■ **Kaynak Metin**
+--
SEÇİMDE SON VİRAJ

Cumhurbaşkanlığı seçiminde son viraja girildi. Bu hafta sonu yine sandık başına gidip Türkiye’nin 13’üncü Cumhurbaşkanını seçeceğiz.

***

Her şeyden önce, pandeminin ardından başlayan Rusya ile Ukrayna arasındaki savaşa, Suriye’den milyonlarca kişinin ülkemize sığınmasına, deprem felaketinin neden olduğu onca soruna rağmen AK Parti 14 Mayıs’taki seçimden de birinci çıkmayı başarmıştır.

***

28 Mayıs’taki Cumhurbaşkanlığı ikinci tur seçimini de açık ara kazanmayı hedefleyen AK Parti ve Cumhur İttifakı var gücüyle çalışıyor. Koltuğun sahibi sandığa daha fazla seçmenin gitmesini sağlayan; sahaya hakim olan taraf olacaktır. Ülkemiz için hayırlısı ne ise o olsun.

***

Öte yandan seçim öncesi bir sürü vaatlerde bulunuldu. Biri, “Sana söz” diyerek oy istedi. Diğeri “Karadeniz’den doğalgaz çıktı, Gabar dağından petrol fışkırdı” dedi.

***

Seçim sürecinde hep söylendi. “Türkiye zengin bir ülke” dendi. Öte yandan sokaklarda duyuyorum. “Seçim sonrası kim gelirse gelsin acı reçeteler uygulanacak” deniyor. Bir korku, bir endişe var...
+--
■ **Verilen Bilgiler**
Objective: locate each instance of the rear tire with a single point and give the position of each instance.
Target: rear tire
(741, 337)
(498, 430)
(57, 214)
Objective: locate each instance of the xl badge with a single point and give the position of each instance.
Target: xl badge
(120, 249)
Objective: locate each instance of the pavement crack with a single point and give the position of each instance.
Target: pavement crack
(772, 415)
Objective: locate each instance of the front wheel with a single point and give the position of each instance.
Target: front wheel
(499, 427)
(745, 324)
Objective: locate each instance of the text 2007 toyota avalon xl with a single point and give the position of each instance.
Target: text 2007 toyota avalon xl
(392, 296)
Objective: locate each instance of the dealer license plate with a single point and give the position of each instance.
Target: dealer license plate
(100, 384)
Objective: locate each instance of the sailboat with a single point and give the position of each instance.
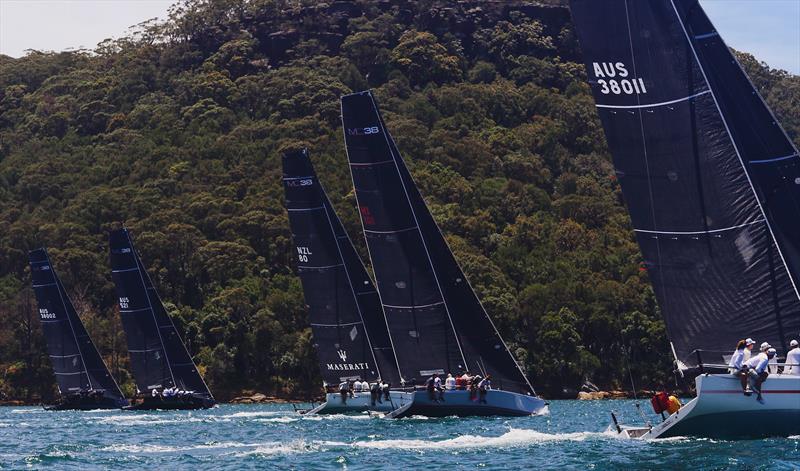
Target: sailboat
(165, 375)
(350, 333)
(436, 322)
(83, 378)
(712, 184)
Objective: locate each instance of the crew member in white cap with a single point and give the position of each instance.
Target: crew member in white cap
(793, 360)
(758, 371)
(749, 344)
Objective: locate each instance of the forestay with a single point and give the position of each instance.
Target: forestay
(347, 321)
(159, 358)
(711, 181)
(76, 362)
(436, 321)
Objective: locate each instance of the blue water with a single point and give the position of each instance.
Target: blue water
(273, 436)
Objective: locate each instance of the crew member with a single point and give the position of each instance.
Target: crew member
(483, 387)
(429, 386)
(792, 365)
(344, 390)
(748, 352)
(450, 382)
(737, 366)
(375, 392)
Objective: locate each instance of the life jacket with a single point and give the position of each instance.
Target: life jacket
(674, 405)
(660, 402)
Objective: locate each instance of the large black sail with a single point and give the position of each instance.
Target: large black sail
(710, 179)
(347, 320)
(76, 362)
(436, 321)
(159, 358)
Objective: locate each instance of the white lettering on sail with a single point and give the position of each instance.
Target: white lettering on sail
(610, 76)
(364, 131)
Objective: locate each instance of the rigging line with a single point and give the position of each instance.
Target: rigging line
(736, 149)
(776, 159)
(649, 187)
(326, 203)
(414, 213)
(369, 253)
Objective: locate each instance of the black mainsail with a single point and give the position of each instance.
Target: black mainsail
(711, 181)
(159, 358)
(347, 320)
(77, 364)
(436, 321)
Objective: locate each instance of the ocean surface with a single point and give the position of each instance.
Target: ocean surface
(273, 436)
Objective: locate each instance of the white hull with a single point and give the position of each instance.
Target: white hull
(721, 410)
(360, 402)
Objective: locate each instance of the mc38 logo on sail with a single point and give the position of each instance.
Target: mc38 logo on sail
(364, 131)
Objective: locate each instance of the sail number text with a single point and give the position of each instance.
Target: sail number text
(303, 253)
(614, 78)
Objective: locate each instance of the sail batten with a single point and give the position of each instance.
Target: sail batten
(711, 181)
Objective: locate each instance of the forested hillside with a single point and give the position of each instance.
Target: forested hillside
(176, 132)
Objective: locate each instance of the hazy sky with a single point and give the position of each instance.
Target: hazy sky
(769, 29)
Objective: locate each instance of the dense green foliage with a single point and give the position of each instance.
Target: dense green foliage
(176, 131)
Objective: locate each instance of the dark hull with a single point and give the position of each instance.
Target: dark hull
(87, 404)
(462, 404)
(173, 403)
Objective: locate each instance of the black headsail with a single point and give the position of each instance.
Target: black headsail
(435, 319)
(347, 320)
(159, 358)
(711, 181)
(76, 362)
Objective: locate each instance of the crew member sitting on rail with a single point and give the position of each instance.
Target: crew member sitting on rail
(758, 370)
(437, 385)
(344, 390)
(737, 364)
(430, 388)
(375, 392)
(467, 379)
(792, 365)
(748, 352)
(484, 386)
(450, 382)
(386, 387)
(461, 382)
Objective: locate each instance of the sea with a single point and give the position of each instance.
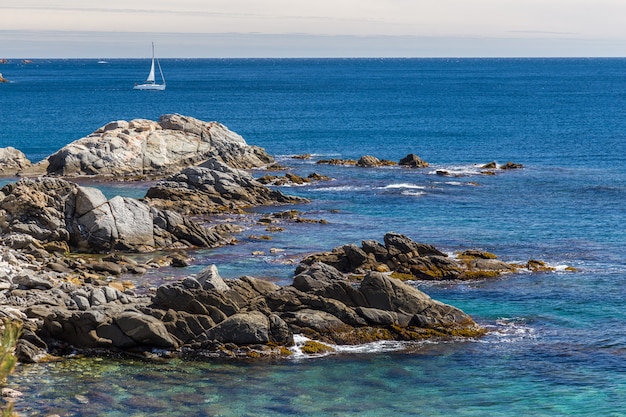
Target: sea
(556, 344)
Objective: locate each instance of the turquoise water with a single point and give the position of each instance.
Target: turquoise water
(557, 344)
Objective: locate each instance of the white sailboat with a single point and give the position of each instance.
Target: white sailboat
(150, 83)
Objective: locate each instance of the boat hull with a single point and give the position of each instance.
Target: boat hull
(158, 87)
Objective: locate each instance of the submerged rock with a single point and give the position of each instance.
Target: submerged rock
(12, 160)
(63, 214)
(211, 188)
(413, 161)
(148, 148)
(410, 260)
(230, 317)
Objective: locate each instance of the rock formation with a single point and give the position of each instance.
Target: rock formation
(12, 161)
(410, 260)
(413, 161)
(206, 315)
(147, 148)
(211, 188)
(53, 210)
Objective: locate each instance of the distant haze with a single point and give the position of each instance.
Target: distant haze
(320, 28)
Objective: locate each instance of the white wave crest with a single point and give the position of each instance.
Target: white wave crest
(413, 193)
(403, 185)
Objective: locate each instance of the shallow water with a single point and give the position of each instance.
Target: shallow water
(557, 341)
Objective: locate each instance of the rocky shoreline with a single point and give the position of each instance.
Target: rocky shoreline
(61, 242)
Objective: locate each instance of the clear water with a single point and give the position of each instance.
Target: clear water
(557, 344)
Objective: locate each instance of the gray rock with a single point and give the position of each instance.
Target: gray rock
(242, 329)
(32, 281)
(144, 147)
(144, 330)
(133, 222)
(210, 279)
(87, 199)
(12, 160)
(413, 161)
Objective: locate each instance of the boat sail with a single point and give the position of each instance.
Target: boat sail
(150, 83)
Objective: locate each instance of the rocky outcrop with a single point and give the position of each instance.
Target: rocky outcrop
(369, 161)
(12, 160)
(148, 148)
(413, 161)
(211, 188)
(53, 210)
(410, 260)
(207, 315)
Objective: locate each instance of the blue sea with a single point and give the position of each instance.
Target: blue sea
(557, 340)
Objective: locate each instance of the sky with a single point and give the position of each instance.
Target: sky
(312, 28)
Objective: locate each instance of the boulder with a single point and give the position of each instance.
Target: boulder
(511, 165)
(58, 215)
(12, 160)
(242, 329)
(209, 278)
(405, 259)
(413, 161)
(143, 147)
(144, 330)
(213, 188)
+--
■ **Görev 1**
Aşağıdaki ifadelerin seçimle ilgili metne uyup uymadığını, her biri için evet ya da hayır diyerek ve metinden belirleyici sözleri aynen alıntılayarak belirtin: (a) AK Parti 14 Mayıs'taki seçimde birinci oldu. (b) Cumhurbaşkanlığı ikinci tur seçimi 14 Mayıs'ta yapılacak. (c) Bu seçimde Türkiye'nin 12'nci Cumhurbaşkanı seçilecek.
■ **Görev 2**
Seçimle ilgili metne göre koltuğun sahibi hangi taraf olacaktır?
■ **Görev 3**
Seçimle ilgili metni son cümlesinden sonra devam ettirin.

■ **Çıktı 1**
(a) Evet: "AK Parti 14 Mayıs’taki seçimden de birinci çıkmayı başarmıştır."
(b) Hayır: "28 Mayıs’taki Cumhurbaşkanlığı ikinci tur seçimini"
(c) Hayır: "Türkiye’nin 13’üncü Cumhurbaşkanını seçeceğiz."

■ **Çıktı 2**
Sandığa daha fazla seçmenin gitmesini sağlayan ve sahaya hakim olan taraf.

■ **Çıktı 3**
***

Seçimden sonra bakıp göreceğiz: Ülkeye bahar mı, gelecek, yoksa kara kış mı bastıracak? Hep birlikte yaşayacağız. Muhtemelen hayat kaldığı yerden devam edecek. Seçim defterini kapatıp, kendi gerçeklerimizle yüzleşeceğiz. Ülke yönetimine talip olan siyasetçilerimiz zorlukları bilerek aday oldular.

***

En önemli sorun ekonomi olacak. Depremlerden etkilenen illerin her bakımdan yeniden ayağa kaldırılması olacak. Bütün bunlar için bir kaynak gerekiyor. Bunları bulmak ülkeyi idare edenlerin işi. Karadeniz’den çıkan doğalgazın, Gabar’dan fışkıran petrolün yaraları sarıp saramayacağını göreceğiz.

***

Öte yandan bulunduğu vaatlerle yönetime gelenlerin görevi bahane değil, çözüm üretmektir. Seçimlerden önce verdiği sözleri yerine getirebilmektir.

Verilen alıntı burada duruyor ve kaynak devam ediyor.